▸ Problem description
Repeat every line of the listing below, from the line containing "the woman's arm" through the end of the listing, inclusive, and shift each answer point by adding 21 to both its x and y coordinates. Keep the requests in those lines, and leave the coordinates in their format samples unchanged.
(begin)
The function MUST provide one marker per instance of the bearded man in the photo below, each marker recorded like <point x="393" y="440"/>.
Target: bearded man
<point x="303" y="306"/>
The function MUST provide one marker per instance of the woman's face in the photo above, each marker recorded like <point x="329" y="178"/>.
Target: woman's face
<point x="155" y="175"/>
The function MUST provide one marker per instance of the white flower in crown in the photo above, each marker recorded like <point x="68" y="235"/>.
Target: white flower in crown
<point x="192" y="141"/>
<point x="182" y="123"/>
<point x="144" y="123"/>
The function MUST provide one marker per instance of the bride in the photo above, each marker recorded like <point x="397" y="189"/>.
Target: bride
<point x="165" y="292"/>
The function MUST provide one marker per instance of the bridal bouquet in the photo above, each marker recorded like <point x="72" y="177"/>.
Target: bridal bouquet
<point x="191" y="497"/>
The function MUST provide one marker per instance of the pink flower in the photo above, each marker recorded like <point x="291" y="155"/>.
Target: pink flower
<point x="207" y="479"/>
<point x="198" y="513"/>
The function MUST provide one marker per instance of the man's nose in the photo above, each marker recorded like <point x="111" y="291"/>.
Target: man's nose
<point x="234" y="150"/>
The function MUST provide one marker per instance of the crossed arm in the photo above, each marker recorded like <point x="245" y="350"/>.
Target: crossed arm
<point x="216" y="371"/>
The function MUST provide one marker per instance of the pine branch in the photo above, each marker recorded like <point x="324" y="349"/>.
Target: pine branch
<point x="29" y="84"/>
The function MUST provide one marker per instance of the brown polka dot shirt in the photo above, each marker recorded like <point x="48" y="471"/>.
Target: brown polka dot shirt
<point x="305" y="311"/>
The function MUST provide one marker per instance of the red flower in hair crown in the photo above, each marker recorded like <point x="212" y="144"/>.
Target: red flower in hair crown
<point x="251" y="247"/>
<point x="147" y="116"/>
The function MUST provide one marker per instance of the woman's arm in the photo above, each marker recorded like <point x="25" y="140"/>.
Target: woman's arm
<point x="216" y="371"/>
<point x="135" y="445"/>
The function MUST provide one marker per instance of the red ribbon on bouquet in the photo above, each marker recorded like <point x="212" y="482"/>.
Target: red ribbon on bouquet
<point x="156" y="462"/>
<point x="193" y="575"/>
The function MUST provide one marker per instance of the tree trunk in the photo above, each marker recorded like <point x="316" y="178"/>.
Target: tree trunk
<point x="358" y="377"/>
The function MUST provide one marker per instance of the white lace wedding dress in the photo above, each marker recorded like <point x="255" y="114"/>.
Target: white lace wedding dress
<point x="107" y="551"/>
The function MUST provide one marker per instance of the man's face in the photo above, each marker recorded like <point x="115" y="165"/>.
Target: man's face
(end)
▸ Response
The function MUST provide one marker per instance of the woman's arm in the photo above, each marker recorded like <point x="25" y="140"/>.
Target: woman's arm
<point x="237" y="392"/>
<point x="156" y="466"/>
The function MUST provide one marker per instance of the red ribbon on bouquet in the photo above, each marker recorded like <point x="212" y="482"/>.
Target: red ribbon on bouquet
<point x="177" y="483"/>
<point x="214" y="596"/>
The function MUST provide one marker per instance of the tree trunk in the photo above, each marker recorded like <point x="316" y="178"/>.
Target: tree trunk
<point x="379" y="398"/>
The function MUST provide one marker per instance of the white lace wedding dress in the photo above, each marker recorded like <point x="255" y="114"/>.
Target: white lace wedding dress
<point x="128" y="572"/>
The function MUST provide one marker per instance of the man's face in the photo above, each marker recorded like <point x="115" y="165"/>.
Target: man's face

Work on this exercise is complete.